Aim of the task:
Only the lines below starting at the one that contains "[locate] striped shirt" and ending at the one that contains "[locate] skate blade" are to be reproduced, exactly and with both ends kept.

Data shown:
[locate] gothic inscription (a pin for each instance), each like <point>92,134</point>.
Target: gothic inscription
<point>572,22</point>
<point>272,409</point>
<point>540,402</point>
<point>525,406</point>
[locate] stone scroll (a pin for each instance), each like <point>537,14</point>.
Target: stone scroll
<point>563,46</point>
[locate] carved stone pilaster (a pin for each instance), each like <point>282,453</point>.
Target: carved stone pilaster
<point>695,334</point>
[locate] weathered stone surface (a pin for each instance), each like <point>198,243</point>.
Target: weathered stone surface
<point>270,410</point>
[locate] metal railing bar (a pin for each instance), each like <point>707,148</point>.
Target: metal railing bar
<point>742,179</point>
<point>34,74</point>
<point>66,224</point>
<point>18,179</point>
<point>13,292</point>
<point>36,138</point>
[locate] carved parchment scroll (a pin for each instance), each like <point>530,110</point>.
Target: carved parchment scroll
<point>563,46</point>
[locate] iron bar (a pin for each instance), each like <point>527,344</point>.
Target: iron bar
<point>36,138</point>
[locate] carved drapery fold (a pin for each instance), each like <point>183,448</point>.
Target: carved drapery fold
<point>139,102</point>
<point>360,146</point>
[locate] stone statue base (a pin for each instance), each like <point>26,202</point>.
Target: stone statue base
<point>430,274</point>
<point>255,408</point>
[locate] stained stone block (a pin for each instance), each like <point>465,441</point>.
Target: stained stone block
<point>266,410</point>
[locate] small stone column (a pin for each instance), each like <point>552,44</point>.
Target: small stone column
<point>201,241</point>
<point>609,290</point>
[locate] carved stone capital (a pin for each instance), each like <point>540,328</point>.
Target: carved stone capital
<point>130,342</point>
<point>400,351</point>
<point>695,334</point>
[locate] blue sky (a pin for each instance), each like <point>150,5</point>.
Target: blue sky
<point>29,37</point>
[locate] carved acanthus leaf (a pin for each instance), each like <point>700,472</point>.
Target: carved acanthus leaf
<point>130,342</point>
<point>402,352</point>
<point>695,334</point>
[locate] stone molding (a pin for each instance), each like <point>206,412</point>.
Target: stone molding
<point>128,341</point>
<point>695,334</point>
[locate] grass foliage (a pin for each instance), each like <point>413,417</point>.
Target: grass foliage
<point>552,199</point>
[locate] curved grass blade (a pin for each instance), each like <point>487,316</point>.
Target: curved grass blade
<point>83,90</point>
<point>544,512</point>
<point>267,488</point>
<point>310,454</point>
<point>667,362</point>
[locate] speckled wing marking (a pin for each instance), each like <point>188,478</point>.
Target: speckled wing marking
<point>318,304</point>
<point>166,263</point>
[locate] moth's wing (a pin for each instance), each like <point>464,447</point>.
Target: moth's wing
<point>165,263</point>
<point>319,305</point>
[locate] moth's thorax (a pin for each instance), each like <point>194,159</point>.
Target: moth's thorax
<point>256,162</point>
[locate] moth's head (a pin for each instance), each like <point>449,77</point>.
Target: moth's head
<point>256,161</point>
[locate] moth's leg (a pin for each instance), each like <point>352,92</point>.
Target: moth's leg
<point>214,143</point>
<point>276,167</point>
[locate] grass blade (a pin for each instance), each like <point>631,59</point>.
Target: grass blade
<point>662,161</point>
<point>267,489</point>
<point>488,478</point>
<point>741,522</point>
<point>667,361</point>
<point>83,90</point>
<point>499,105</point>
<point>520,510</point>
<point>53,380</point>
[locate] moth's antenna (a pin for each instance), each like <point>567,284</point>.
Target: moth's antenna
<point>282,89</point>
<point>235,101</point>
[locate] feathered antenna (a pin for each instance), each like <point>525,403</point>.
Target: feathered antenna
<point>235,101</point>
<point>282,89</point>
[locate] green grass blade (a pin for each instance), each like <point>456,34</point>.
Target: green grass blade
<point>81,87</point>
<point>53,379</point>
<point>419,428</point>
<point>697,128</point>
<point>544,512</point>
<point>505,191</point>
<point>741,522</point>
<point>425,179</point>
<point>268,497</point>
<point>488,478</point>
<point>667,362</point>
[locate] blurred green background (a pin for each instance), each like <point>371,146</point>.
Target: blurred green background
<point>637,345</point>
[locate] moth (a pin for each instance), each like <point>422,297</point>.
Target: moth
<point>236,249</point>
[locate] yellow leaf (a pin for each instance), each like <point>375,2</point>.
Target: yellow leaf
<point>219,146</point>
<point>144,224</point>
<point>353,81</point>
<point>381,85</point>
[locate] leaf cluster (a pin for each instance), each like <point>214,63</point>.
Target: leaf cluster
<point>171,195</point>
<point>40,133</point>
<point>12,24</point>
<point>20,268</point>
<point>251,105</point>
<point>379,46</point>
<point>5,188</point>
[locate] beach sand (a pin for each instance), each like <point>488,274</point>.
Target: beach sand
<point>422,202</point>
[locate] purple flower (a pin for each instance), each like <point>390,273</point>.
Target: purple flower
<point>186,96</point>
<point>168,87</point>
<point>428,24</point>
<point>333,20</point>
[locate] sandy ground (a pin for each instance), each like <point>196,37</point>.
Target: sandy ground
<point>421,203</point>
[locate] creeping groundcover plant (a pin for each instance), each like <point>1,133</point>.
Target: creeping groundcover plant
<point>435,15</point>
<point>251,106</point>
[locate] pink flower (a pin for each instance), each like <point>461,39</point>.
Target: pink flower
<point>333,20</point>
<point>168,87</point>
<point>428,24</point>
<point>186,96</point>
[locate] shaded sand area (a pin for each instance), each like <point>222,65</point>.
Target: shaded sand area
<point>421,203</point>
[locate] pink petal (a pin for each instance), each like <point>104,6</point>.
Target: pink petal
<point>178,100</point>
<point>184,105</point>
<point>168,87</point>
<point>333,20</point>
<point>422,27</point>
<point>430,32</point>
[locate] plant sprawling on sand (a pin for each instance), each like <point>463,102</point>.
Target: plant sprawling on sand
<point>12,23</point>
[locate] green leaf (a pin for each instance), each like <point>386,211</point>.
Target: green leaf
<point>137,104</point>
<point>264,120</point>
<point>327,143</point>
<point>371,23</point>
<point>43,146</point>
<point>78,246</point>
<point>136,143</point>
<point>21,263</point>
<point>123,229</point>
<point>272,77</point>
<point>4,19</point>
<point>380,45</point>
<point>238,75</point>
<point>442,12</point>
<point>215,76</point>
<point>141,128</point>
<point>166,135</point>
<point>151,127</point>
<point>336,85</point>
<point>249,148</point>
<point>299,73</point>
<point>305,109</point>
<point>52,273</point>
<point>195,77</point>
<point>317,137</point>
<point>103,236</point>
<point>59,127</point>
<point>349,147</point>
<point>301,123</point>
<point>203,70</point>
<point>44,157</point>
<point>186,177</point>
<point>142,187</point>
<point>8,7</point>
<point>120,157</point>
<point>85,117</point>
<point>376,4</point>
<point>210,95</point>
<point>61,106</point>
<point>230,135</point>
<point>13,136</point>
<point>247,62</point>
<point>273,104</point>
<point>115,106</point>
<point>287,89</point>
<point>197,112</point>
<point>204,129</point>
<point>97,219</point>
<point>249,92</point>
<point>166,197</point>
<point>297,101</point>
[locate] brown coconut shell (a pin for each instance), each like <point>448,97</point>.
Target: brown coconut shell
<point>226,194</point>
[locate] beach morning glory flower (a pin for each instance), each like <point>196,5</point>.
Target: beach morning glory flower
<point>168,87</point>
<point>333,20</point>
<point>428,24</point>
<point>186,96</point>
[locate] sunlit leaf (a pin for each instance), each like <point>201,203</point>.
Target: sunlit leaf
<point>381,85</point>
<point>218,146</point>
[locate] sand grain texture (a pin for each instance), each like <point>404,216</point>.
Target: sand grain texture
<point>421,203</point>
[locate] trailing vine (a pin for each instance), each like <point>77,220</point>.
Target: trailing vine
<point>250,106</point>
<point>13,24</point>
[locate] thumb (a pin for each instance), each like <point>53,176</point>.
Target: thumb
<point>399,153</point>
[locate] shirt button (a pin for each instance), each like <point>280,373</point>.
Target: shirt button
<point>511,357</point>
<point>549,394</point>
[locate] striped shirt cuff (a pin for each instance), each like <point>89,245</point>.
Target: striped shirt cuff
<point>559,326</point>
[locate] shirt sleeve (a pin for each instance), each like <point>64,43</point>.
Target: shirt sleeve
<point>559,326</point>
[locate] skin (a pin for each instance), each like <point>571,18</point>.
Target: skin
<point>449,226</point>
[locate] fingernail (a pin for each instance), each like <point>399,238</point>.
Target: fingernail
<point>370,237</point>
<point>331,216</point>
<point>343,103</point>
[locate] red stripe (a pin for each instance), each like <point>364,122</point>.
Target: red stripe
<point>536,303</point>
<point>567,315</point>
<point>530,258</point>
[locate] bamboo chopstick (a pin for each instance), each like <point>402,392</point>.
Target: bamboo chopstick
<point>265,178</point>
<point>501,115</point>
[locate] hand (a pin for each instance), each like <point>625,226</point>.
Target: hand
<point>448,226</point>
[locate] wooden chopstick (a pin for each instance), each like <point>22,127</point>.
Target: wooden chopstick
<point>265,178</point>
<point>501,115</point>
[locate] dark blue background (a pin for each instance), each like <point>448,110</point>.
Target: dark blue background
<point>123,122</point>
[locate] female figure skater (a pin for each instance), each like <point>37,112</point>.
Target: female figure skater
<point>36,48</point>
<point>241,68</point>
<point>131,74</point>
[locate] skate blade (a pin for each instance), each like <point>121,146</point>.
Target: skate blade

Task result:
[locate] striped shirt cuff (a pin for each instance), each like <point>89,245</point>.
Target: striped shirt cuff
<point>559,326</point>
[locate] shirt sleeve (a pin for each instance), each like <point>64,43</point>.
Target: shirt sleeve
<point>559,326</point>
[locate] skin (a pin for each instance), each like <point>571,18</point>.
Target: skin
<point>449,226</point>
[locate] fingernail (a pin for each instance), each like <point>399,238</point>.
Target: fingernail
<point>370,237</point>
<point>331,216</point>
<point>343,103</point>
[locate] red stripe (a pin for each instance), each like <point>364,122</point>.
Target: red stripe
<point>536,303</point>
<point>567,315</point>
<point>530,258</point>
[locate] bamboo chopstick (a pin for each instance), each like <point>402,392</point>.
Target: bamboo chopstick
<point>265,178</point>
<point>501,115</point>
[locate] hand (a pin for each instance), each like <point>625,226</point>.
Target: hand
<point>448,226</point>
[locate] wooden chopstick (a pin for each instance), each like <point>22,127</point>.
Target: wooden chopstick
<point>265,178</point>
<point>501,115</point>
[locate] dark blue background (a pin for each instance), each like <point>448,110</point>.
Target: dark blue background
<point>123,122</point>
[locate] female figure skater (a pin for each instance), each like <point>37,112</point>.
Target: female figure skater
<point>36,48</point>
<point>241,68</point>
<point>131,74</point>
[locate] skate blade (a pin for each instance), each like <point>121,146</point>.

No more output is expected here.